Written exercise 1 ▸ Report how many lines of the records contain the string "black". Give only the number.

Selected excerpt ▸
The Commissioner's delay in acknowledging her error distinguishes the present case from Williams v. Bowen, upon which the Commissioner primarily relies in opposing a fee award. In that case, the Commissioner agreed to a remand almost immediately after the case was filed; thus, plaintiff's counsel was not required to spend significant time on the matter. 1987 WL 10559, at *3. In the present case, conversely, only after plaintiff filed a detailed brief did the Commissioner concede error and offer remand.[6]Cf. Martin v. Heckler, 773 F.2d 1145, 1150-51 (11th Cir. 1985), abrogated on other grounds by Texas State Teachers Ass'n v. Garland Indep. Sch. Dist., 489 U.S. 782, 784, 109 S.Ct. 1486, 103 L.Ed.2d 866 (1989) (finding that special circumstances did not render unjust award of fees for work performed up to time of preliminary injunction hearing, at which the government agreed to rescind the challenged policy, because litigation was the catalyst for the change). Therefore, plaintiff will be awarded fees for all of counsel's work prior to June 26, 2002.

Task inputs ▸
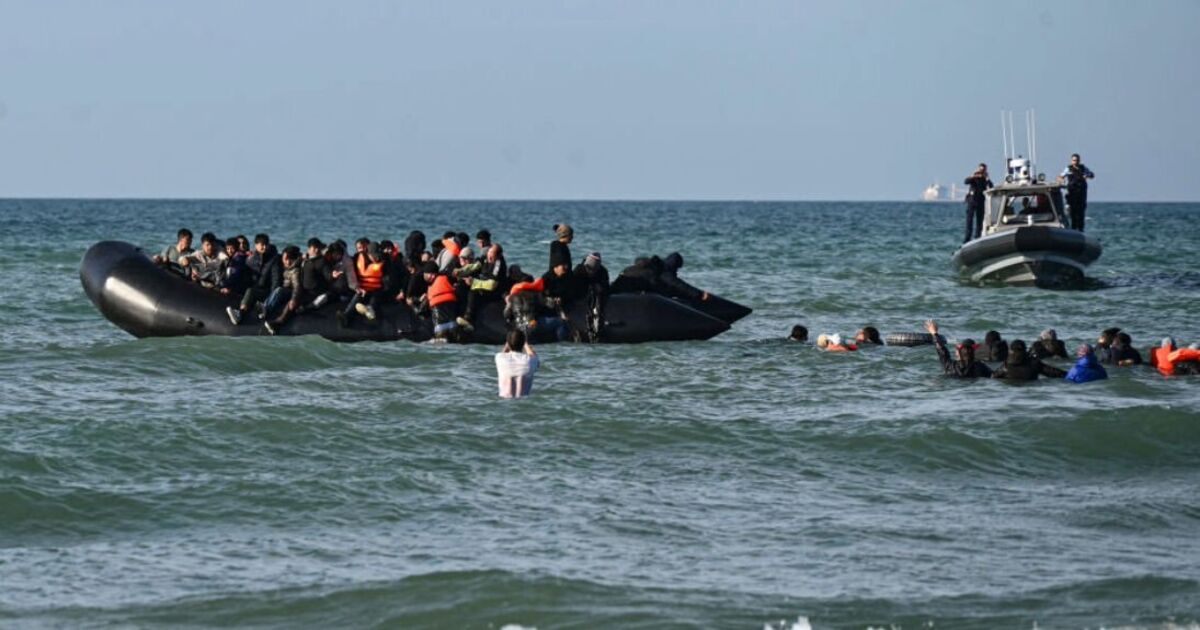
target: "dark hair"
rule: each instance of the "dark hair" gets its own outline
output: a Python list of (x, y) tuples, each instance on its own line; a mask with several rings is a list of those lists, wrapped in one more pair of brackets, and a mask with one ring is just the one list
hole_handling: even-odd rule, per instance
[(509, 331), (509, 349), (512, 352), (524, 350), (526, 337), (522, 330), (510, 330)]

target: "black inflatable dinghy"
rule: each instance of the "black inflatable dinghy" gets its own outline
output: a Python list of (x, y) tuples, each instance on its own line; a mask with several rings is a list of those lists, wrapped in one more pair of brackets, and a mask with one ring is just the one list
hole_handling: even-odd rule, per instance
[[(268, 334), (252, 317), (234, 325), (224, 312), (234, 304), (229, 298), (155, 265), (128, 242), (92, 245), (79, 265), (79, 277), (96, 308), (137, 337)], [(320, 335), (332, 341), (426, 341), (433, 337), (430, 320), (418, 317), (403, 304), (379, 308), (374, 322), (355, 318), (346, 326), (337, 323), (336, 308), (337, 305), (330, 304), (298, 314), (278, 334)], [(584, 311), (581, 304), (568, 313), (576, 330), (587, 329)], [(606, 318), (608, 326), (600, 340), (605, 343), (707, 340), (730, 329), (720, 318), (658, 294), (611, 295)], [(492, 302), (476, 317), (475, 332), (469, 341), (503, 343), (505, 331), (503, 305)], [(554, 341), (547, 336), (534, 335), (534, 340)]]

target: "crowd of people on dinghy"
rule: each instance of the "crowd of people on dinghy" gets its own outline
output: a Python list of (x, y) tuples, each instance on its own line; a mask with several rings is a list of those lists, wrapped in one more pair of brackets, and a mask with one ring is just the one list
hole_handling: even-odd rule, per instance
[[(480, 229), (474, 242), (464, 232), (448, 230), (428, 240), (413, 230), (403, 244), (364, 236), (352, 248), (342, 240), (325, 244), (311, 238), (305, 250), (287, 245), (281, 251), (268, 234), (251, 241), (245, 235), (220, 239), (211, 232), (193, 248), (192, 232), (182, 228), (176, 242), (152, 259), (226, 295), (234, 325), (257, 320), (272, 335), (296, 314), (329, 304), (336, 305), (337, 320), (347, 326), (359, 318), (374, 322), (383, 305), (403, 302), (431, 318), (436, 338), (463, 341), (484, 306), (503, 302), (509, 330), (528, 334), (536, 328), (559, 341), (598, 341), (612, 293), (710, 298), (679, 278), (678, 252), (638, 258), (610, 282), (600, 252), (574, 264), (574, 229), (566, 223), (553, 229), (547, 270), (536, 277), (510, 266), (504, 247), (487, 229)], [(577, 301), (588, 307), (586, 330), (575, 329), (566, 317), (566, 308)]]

Written exercise 2 ▸ According to the passage on the fee award, why does the present case differ from Williams v. Bowen?

Written answer 1 ▸ 2

Written answer 2 ▸ The two cases differ in when the Commissioner conceded. In Williams v. Bowen, the Commissioner agreed to a remand almost immediately after the case was filed, so plaintiff's counsel did not have to spend significant time on the matter. In the present case, the Commissioner conceded error and offered remand only after plaintiff filed a detailed brief.